— Stated goal A —
Under the non-disclosure clause, to whom may the Associate disclose the existence and terms of the Agreement?

— Passage to read —
- - -
6.       Non-disclosure. Associate acknowledges his obligation not to disclose,
         during or after employment, any trade secrets or proprietary and/or
         confidential data or records of Ingram or its Affiliates or to utilize
         any such information for private profit. Each of the parties hereto
         agrees that such party will not release, publish, announce or otherwise
         make available to the public in any manner whatsoever any information
         or announcement regarding this Agreement or the transactions
         contemplated hereby without the prior written consent of the other
         party hereto, except as required by law or legal process, including, in
         the case of Ingram, filings with the Securities and Exchange
         Commission. Associate agrees not to communicate with, including
         responding to questions or inquiries presented by, the media, employees
         or investors of Ingram, its Affiliates or any third party relating to
         the terms of this Agreement, without first obtaining the prior written
         consent of Ingram. Notwithstanding the foregoing, Associate may make
         disclosure to his spouse, attorneys and financial advisors of the
         existence and terms of this Agreement provided that they agree to be
         bound by the provisions of this Paragraph 6. Each party agrees not to
         make statements or take any action to disparage, dissipate or
         negatively affect the reputation of the other with employees,
         customers, suppliers, competitors, vendors, stockholders or lenders of
         Ingram, its Affiliates or any third party.
- - -
— Data for this task —

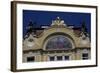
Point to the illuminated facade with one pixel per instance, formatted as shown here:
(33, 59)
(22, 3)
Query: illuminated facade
(56, 42)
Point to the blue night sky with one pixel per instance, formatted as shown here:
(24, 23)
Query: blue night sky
(46, 17)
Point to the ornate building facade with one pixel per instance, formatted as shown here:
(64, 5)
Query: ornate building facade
(57, 42)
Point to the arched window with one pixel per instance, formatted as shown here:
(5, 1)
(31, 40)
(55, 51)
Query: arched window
(59, 42)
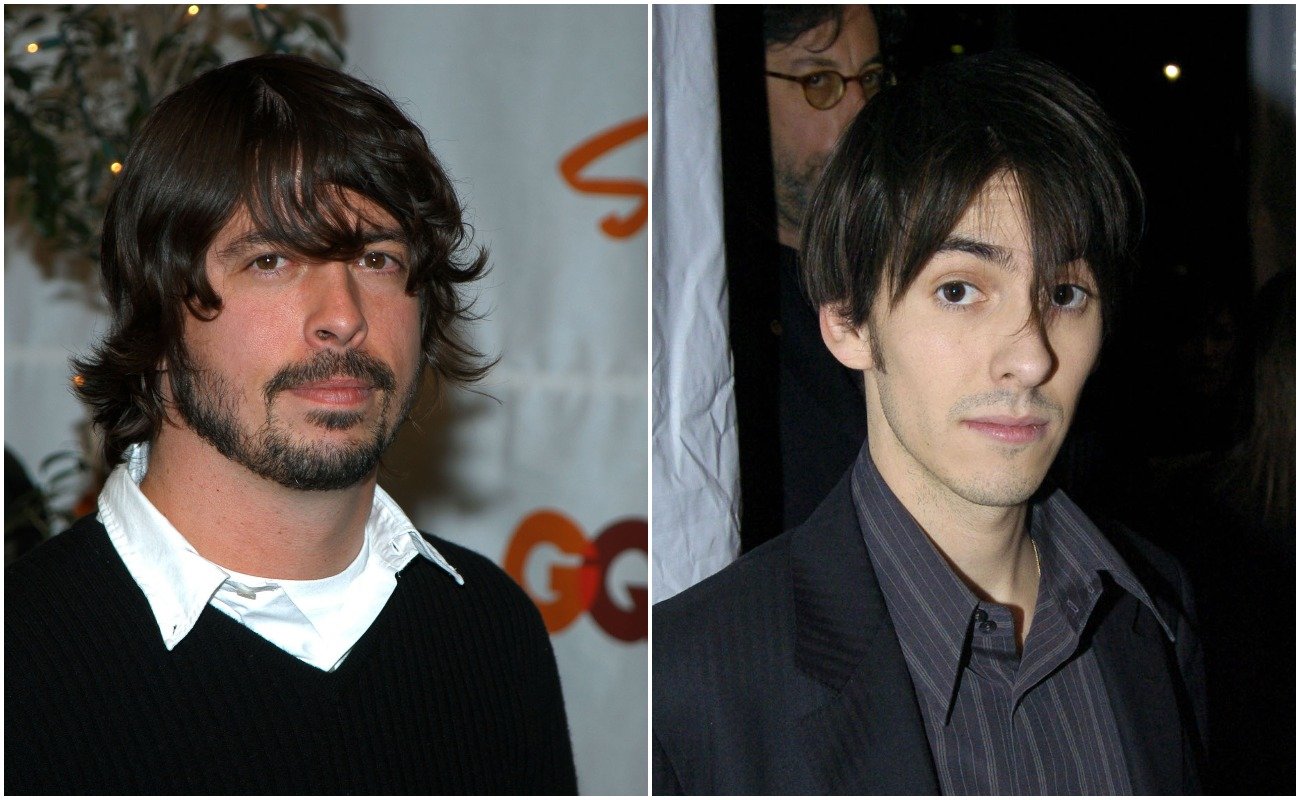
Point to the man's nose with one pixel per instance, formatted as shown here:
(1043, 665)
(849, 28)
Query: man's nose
(854, 99)
(336, 316)
(1025, 357)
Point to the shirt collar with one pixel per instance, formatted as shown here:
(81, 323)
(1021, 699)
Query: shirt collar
(178, 583)
(932, 609)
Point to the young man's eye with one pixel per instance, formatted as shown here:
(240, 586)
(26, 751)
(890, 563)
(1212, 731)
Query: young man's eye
(268, 263)
(957, 293)
(1069, 297)
(380, 262)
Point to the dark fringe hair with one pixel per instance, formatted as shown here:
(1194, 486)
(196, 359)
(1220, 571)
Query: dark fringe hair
(284, 138)
(911, 163)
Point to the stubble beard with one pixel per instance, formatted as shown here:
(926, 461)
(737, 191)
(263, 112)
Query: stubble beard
(209, 406)
(1004, 489)
(794, 182)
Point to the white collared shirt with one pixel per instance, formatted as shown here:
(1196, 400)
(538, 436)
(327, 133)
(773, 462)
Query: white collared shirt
(316, 621)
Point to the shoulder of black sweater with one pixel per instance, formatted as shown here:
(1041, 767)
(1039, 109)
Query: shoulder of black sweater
(83, 558)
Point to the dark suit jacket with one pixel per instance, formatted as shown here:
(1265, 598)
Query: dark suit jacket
(783, 674)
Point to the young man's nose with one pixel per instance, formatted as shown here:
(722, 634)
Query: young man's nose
(1025, 357)
(336, 316)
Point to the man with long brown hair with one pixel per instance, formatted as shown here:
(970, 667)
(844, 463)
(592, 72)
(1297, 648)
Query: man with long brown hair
(248, 612)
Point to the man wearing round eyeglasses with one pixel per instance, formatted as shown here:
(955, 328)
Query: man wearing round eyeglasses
(823, 64)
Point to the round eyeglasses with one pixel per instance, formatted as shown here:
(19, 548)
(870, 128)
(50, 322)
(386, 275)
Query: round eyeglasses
(824, 89)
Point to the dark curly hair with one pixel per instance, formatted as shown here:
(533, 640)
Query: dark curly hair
(285, 139)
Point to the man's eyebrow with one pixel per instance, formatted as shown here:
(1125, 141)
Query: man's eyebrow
(824, 63)
(986, 251)
(256, 240)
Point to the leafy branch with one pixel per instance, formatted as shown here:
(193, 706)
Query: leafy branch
- - -
— Stated goal B —
Return every line of the records that contains the word "arched".

— Exercise output A —
His spouse, attorneys and financial advisors, provided they agree to be bound by Paragraph 6.

— Exercise output B —
Point to the arched window with one pixel per instance, formatted as shown here:
Query: arched window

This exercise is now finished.